Exercise brief.
Give back only the lines from the one with "An implementation SHOULD" through the last line of the data, exactly as they appear.

Data provided.
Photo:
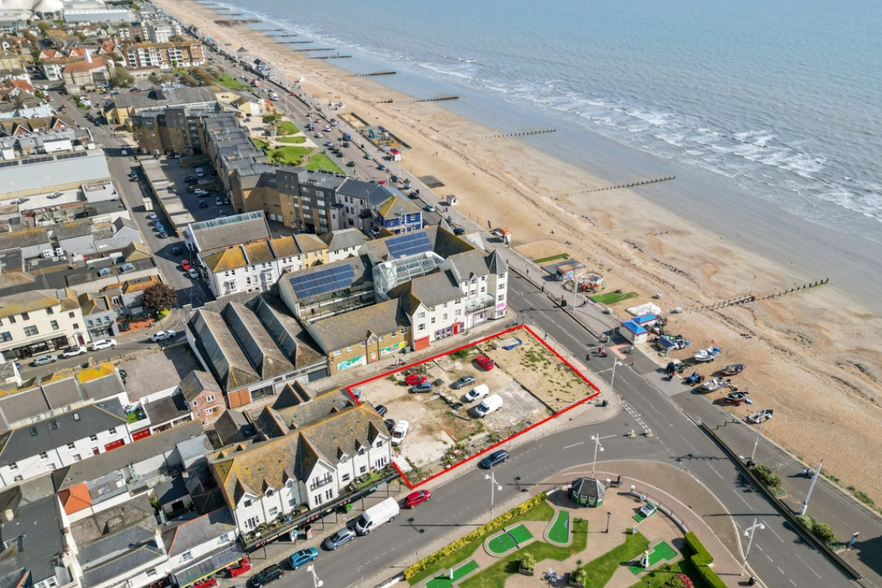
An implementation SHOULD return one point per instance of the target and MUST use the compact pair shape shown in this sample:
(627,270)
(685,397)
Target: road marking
(808,566)
(742,498)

Task output.
An implementation SHOULD return one point per instance of the target and MUST use the compact pair shape shown in this sample:
(627,270)
(685,397)
Target: road marking
(808,566)
(742,498)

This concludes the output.